→ Brano estratto:
▼▼▼

Cosa c'è in un nome? Un destino, un auspicio e, a volte, una maledizione. Chiamare oggi un figlio con nomi antiquati in ricordo dei nonni o, peggio ancora, affibbiargli improbabili nomignoli americanizzati in onore dei protagonisti della telenovela preferita, può marchiare a vita la vittima innocente di genitori crudeli o insensibili. La scelta di un nome non condiviso è il pretesto che avvia l'esilarante commedia francese Cena tra amici (Le Prenom) di Alexandre de La Patelliére e Mathieu Delaporte. Con la scusa del nome scelto per un bebè ancora lungi dal nascere, i registi affondano spietatamente la lama dell'ironia nelle ipocrite abitudini e nei triti luoghi comuni della borghesia radical-chic parigina. Dalle prime inquadrature veniamo a sapere tutto dei personaggi invitati alla cena marocchina, che non piace a nessuno, ma fa tanto tendenza: la padrona di casa, Elisabeth detta Balù, (Valérie Benquiqui) è una professoressa buonista, che nel suo lavoro si distingue per particolare attenzione verso gli stranieri e gli emarginati, salvo poi vomitare ingiurie e frustrazioni sui deboli che ha davvero vicino, ossia i suoi figli, loro sì, chiamati con nomi impossibili, come Apollin e Myrtille. Suo marito Pierre (Charles Berling) è l'archetipo del presuntuoso intellettuale di sinistra, autore di illeggibili saggi critici e titolare di cattedra di letteratura alla Sorbona, dove insegna gigioneggiando, vestito con l'immancabile completo di velluto scuro che fa tanto impegnato. Alla consueta e indigesta cena etnica sono stati invitati Claude (Guillaume De Tonquedec), un vecchio amico d'infanzia e Vincent (Patrick Bruel), il fratello di Balù con sua moglie Anna (Judith El Zein), una coppia che più diversa dai padroni di casa non si potrebbe immaginare: lui è un manager affermato, tanto simpatico e ricco quanto allergico alla cultura libresca, e sua moglie è un'algida ed elegante donna in carriera. Vincent è brillante, generoso e simpatico; diventerà padre, e usa il nome di suo figlio per fare uno scherzo dalle conseguenze inaspettate. Pierre rivelerà la sua natura arrogante e autoritaria che non sopporta di essere messo in discussione, mentre Vincent, nella sua eccessiva rozzezza, ne esce alla fine come un simpatico guascone, che si diverte e se ne frega dei pregiudizi della sorella, che non berrebbe mai certi vini «perché sanno di OAS» e non ha la tv perché è diseducativa.

▲▲▲

→ Cosa fare:
1/ Rispondi a queste domande sulla recensione di Cena tra amici:
(a) Dove insegna Pierre e quale materia?
(b) Come si chiamano i figli di Elisabeth?
(c) Per quale motivo la sorella di Vincent non ha la tv?
2/ Riprendi la recensione di Cena tra amici e proseguila dopo l'ultima frase.
Le righe riportate più avanti sono materiale separato dal brano.

→ Contenuti archiviati:
▼▼▼

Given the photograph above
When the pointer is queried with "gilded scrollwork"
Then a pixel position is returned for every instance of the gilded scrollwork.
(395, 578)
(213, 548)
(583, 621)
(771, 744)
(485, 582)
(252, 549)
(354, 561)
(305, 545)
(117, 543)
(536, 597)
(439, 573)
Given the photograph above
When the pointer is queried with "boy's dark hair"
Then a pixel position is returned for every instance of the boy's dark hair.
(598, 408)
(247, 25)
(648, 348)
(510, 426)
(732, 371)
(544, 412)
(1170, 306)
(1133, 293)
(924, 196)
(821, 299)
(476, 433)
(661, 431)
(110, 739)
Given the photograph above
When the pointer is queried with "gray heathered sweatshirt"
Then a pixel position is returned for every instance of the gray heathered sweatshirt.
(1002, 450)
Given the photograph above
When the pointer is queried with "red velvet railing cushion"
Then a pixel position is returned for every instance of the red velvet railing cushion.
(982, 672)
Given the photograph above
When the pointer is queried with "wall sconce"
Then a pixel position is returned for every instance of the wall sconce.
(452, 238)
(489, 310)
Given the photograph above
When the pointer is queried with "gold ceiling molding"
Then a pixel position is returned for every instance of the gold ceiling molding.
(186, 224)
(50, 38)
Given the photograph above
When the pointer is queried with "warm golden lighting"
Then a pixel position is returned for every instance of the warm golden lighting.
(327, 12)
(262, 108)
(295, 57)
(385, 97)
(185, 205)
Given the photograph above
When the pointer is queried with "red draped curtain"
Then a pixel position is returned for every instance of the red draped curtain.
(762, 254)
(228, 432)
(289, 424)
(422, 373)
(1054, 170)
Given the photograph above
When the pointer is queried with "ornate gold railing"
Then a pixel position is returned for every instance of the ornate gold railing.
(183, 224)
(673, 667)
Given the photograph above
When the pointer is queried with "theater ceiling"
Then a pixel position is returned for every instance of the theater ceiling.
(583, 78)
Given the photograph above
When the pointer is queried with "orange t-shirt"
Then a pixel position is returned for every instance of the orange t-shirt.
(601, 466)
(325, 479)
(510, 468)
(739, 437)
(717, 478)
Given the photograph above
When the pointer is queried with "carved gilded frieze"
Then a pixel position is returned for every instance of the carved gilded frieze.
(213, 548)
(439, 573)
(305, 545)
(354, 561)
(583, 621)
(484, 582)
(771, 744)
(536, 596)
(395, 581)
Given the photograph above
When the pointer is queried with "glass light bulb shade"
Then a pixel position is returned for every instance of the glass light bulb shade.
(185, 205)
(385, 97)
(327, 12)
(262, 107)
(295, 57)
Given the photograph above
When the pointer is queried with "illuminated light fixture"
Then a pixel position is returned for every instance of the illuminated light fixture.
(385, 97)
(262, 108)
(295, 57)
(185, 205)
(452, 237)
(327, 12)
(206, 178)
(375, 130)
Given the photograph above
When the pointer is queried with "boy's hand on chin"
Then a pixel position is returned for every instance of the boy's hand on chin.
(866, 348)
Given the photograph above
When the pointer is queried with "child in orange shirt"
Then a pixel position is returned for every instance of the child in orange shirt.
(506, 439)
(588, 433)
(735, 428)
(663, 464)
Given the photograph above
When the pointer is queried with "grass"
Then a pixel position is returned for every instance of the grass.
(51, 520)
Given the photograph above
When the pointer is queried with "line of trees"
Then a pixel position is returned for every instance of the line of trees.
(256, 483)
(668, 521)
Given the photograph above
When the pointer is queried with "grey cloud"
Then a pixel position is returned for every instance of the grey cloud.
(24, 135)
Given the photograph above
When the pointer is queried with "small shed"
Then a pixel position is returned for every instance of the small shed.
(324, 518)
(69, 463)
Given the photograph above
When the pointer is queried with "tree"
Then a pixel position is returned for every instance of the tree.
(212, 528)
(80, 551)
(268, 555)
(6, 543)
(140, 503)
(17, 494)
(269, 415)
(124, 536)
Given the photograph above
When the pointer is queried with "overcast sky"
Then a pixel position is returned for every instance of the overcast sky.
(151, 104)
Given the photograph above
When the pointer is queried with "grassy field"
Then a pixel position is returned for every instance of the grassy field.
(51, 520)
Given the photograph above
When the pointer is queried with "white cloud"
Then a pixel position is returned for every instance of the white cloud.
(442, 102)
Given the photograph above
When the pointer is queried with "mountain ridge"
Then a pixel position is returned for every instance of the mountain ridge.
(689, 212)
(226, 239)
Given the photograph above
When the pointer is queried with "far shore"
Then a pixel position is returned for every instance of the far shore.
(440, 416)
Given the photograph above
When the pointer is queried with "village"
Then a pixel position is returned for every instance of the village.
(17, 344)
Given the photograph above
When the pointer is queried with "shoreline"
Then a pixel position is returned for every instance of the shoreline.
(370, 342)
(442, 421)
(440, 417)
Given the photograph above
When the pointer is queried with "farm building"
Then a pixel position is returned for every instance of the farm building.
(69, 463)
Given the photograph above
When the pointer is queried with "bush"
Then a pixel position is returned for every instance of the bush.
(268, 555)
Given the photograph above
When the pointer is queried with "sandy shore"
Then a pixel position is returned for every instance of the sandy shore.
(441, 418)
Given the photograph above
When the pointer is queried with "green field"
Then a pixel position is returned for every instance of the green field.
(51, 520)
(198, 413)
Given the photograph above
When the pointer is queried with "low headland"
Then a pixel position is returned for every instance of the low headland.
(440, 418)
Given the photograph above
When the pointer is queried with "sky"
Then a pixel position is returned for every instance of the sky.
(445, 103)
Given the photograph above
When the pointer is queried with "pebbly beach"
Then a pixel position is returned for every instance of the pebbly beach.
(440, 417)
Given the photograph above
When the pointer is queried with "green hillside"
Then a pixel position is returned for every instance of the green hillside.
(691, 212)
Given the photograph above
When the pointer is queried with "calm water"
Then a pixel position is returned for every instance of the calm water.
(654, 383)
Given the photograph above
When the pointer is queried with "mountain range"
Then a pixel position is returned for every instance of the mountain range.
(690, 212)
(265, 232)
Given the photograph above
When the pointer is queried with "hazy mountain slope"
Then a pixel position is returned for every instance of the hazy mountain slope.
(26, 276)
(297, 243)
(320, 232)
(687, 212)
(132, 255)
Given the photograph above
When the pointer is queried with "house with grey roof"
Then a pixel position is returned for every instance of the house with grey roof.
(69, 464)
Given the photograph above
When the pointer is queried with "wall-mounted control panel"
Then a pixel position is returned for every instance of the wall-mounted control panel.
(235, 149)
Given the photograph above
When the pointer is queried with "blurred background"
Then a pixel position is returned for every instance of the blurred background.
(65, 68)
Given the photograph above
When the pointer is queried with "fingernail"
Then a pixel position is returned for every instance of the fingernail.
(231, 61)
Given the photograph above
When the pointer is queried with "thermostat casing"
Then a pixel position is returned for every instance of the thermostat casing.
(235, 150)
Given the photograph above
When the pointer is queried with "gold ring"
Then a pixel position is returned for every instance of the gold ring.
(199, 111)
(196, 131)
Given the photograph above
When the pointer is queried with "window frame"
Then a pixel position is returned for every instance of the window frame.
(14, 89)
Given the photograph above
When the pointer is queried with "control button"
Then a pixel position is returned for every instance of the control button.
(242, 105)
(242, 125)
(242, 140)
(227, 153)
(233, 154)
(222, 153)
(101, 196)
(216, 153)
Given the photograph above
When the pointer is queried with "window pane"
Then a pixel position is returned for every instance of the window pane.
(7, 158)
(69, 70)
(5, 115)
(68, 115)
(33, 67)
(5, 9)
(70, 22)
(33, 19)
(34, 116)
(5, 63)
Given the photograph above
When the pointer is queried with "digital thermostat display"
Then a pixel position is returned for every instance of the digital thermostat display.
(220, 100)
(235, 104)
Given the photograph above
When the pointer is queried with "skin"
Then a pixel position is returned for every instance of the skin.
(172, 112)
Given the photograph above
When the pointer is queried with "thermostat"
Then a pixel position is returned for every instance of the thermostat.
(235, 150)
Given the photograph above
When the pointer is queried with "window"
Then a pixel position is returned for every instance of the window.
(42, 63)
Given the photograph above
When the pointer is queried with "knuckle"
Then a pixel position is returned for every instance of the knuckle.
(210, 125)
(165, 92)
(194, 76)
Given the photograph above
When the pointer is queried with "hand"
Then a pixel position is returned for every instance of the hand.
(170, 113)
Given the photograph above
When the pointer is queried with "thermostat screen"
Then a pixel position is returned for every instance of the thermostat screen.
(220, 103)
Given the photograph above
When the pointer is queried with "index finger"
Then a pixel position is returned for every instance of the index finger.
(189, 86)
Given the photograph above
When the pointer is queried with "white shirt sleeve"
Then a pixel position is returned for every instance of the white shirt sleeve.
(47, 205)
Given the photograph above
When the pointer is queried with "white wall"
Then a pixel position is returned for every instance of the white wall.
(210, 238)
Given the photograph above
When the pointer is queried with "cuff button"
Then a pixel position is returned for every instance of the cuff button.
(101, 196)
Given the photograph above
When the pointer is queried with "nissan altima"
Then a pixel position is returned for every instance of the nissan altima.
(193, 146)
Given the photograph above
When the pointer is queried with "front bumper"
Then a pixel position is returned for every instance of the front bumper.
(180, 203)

▲▲▲

→ Risposte:
1/
(a) Alla Sorbona, dove è titolare di cattedra di letteratura.
(b) Apollin e Myrtille.
(c) Perché la ritiene diseducativa.

2/
A prima vista, Cena tra amici può ricordare Carnage, il recente film di Polanski che ha incassato l'unanime giudizio positivo di critica e pubblico, ma la somiglianza è solo apparente: le due coppie di Polanski non si conoscono, mentre quelle francesi sono legate da stretti legami famigliari; i personaggi francesi sono brevemente inquadrati anche al di fuori delle vicende narrate, mentre gli americani sono descritti nell'unità di tempo e luogo del film, e, soprattutto, si nota la differenza culturale che separa il Vecchio mondo dal Nuovo: la pellicola europea volge il dramma in commedia e stempera le ostilità nell'amore che giustifica e unisce anche le contrapposizioni più aspre, mentre l'etica severa dei protagonisti di Carnage, forse un lascito protestante, separa irrimediabilmente e giudica senza perdonare.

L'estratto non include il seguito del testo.